Work order =
Repeat every record exactly, but keep images out of the copy.

Task input =
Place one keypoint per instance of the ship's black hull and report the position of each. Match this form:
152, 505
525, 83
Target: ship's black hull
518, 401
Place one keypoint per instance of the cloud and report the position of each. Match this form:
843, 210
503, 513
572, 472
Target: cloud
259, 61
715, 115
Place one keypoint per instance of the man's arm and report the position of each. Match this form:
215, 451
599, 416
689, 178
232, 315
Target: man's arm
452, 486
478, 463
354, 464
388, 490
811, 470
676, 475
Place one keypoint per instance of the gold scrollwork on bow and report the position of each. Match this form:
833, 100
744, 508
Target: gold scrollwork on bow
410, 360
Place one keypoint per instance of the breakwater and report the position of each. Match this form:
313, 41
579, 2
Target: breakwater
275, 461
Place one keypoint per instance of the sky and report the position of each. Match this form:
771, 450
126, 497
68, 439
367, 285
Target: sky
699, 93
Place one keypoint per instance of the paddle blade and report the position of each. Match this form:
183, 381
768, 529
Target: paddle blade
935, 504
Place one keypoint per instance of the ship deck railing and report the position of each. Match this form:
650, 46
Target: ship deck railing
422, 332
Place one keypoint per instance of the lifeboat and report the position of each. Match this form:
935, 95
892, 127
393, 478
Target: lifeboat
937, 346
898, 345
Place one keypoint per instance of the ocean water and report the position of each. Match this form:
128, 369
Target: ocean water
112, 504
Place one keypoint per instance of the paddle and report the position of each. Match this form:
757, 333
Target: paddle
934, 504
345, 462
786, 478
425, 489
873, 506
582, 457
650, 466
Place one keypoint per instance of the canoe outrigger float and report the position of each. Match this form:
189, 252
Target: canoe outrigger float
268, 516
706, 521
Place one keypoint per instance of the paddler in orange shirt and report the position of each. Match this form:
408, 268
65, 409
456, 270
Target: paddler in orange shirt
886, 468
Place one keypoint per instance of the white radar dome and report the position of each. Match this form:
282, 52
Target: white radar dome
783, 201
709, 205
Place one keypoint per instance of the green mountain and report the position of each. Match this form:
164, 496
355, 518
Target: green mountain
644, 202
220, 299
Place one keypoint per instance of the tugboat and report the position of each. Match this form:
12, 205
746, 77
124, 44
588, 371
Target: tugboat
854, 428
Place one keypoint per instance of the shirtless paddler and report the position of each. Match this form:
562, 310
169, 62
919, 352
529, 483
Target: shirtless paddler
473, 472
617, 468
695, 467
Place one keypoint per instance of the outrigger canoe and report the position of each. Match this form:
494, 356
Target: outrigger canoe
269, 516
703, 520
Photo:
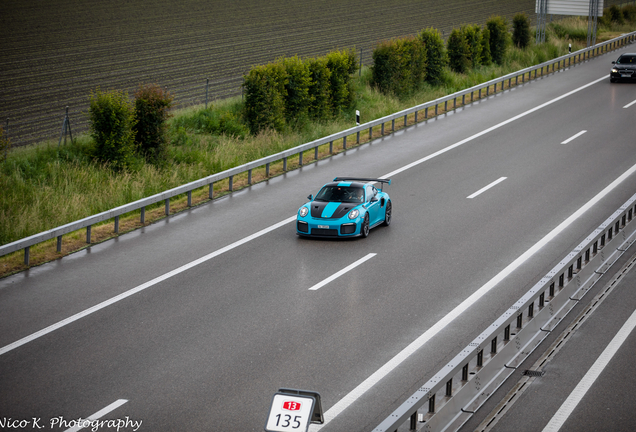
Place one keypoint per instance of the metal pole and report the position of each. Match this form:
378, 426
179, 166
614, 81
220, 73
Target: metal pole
207, 82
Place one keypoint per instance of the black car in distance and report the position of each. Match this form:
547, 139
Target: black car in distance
624, 68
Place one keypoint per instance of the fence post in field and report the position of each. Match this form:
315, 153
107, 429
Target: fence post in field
66, 128
207, 83
6, 131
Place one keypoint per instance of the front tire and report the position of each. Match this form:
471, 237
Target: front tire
364, 228
388, 213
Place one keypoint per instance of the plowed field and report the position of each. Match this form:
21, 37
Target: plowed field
54, 52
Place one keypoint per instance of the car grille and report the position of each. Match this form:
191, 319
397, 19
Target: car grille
302, 226
347, 229
324, 232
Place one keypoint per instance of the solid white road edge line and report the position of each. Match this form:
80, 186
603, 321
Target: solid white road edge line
441, 324
99, 414
629, 104
341, 272
141, 287
584, 385
484, 189
573, 137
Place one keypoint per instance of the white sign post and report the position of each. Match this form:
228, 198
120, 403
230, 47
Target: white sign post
290, 413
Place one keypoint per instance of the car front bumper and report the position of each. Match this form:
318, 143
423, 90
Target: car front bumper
311, 227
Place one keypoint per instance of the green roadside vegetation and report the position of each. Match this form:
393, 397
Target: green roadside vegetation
47, 185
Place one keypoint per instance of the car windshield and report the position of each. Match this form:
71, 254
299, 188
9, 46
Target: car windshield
627, 59
341, 194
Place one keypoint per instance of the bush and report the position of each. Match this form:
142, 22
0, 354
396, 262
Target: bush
297, 84
629, 13
472, 35
458, 52
112, 119
341, 64
486, 56
521, 30
498, 28
319, 106
265, 96
616, 15
152, 105
399, 66
5, 144
436, 56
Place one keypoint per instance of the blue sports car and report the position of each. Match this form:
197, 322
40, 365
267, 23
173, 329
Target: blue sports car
346, 207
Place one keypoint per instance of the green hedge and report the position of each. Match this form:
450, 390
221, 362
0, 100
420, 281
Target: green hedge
292, 90
112, 118
499, 37
399, 66
152, 110
436, 56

Answer below =
Place one keypoint per instance of the ship's black hull and report the position of each. Match this form:
152, 505
525, 83
Target: ship's black hull
518, 401
Place one keypoint per instance of the cloud and report the position of each. Match this form:
843, 210
503, 513
572, 472
Target: cloud
259, 61
715, 115
Place one keypoint per instance of the man's arm and report the position of each. Match this form:
215, 451
599, 416
689, 178
232, 315
Target: man's arm
452, 486
478, 463
354, 464
388, 490
811, 470
676, 475
Place one keypoint per instance of the gold scrollwork on bow and report the position of each. Match this form:
833, 100
744, 508
Target: gold scrollwork on bow
410, 360
Place one keypoint per instance of the breakwater and report the position of each. Match this form:
313, 41
579, 2
Target: breakwater
275, 461
Place one keypoint per instance of the sky and report the position of each. Match this form:
771, 450
126, 497
68, 439
367, 285
Target: sky
699, 93
Place one keypoint per instance of the paddle blade and report the position of each. Match this form:
183, 381
768, 529
Target: paddle blade
935, 504
Place one keypoint per instance of the ship deck railing and report the position of each. Match this form:
650, 46
Target: ship deck railing
422, 332
Place one keypoint per instance of the lifeboat and report the position of each. Match this form:
935, 95
892, 127
393, 478
Target: lifeboat
937, 346
898, 345
Place one keypoint per instance of the ocean water and report the position of each. Match this form:
128, 369
Target: ocean water
112, 504
Place one keypoint per instance of the paddle and report the position of each. Match this form:
757, 333
Target: paddle
934, 504
345, 462
786, 478
425, 489
873, 506
582, 457
650, 466
Place one keypoint per instance of the canoe outrigger float and report the position of each. Match this form:
189, 252
Target: canoe outrigger float
268, 516
706, 521
Place one keypoint per instance of the paddler in orange shirt and report the position of each. Match this form:
408, 268
65, 409
456, 270
Target: paddler in orange shirt
886, 468
Place one keypoint per instance of the white radar dome and report the position of each. Match this form:
282, 52
Target: white radar dome
783, 201
709, 205
Place one keypoint per instance of the green mountain and report the position of each. Match this form:
164, 496
355, 518
Target: green mountain
644, 202
220, 299
Place one keypoint per instance of the tugboat and report the position of each. Match this form:
12, 205
746, 77
124, 44
588, 371
Target: tugboat
854, 428
Place one keypoint per instance of the shirtless paddler and report the position of each. Match this form:
562, 310
169, 62
919, 352
529, 483
Target: shirtless paddler
473, 472
617, 468
695, 467
Place one keypoint per instance of the outrigger canoe and report the position of each. Match this form:
494, 356
Target: outrigger canoe
269, 516
703, 520
Photo:
Place one keypoint per instance of the metal pole and report the position of each. Match this form:
378, 426
179, 166
614, 81
220, 73
Target: metal pole
207, 82
Place one keypoint per instance of the black car in distance and report the position of each. Match this form:
547, 139
Target: black car in distance
624, 68
Place one keypoint per instance of the fence post in field and report the position of each. Match this form:
315, 153
107, 429
Target: fence post in field
66, 128
207, 83
6, 131
Place one keypoint per instance of the front tire and report the position of each. Match this form:
471, 237
Target: front tire
364, 228
388, 213
Place one keypoint per instance of the plowed field and report the position of each. Match this form:
21, 37
Target: plowed field
54, 52
Place one keypoint per instance of the car grille and report the position of each. Match this form:
191, 319
397, 19
Target: car grille
302, 226
347, 229
324, 232
Place one keypoint per instance of the solid white road edge line and report the position of each. Match this form:
80, 186
603, 321
Target: solid white road edge line
441, 324
99, 414
629, 104
341, 272
141, 287
584, 385
484, 189
573, 137
Place one keypoint per instance of the white sign post and report the position of each. Match this form:
228, 198
120, 403
230, 47
Target: white sign post
290, 413
Place one keypoint per instance of the car front bumper and report the position of each. Match this form:
318, 143
423, 90
Target: car front bumper
311, 227
Place one keypoint per instance of the green roadside vegetation and report the position of each. Match this form:
393, 397
Target: green roadside vegetation
47, 185
Place one keypoint per instance of the car windshield and report the position of each. Match this form:
71, 254
299, 188
9, 46
Target: car windshield
627, 59
341, 194
Place one keypoint per instance of the bush and report the position of each. Match this form:
142, 22
0, 354
396, 262
Target: bush
297, 84
629, 13
472, 35
458, 52
112, 119
341, 64
486, 56
521, 30
498, 28
319, 106
265, 96
616, 15
152, 105
399, 66
5, 144
436, 56
Place one keypoint per instance of the blue sports car and report the position of each. Match this form:
197, 322
40, 365
267, 23
173, 329
Target: blue sports car
346, 207
Place one keypoint per instance of the green hedge and report the position of each. Match this form:
450, 390
221, 362
0, 100
420, 281
Target: green hedge
292, 90
112, 118
499, 37
399, 66
152, 110
436, 56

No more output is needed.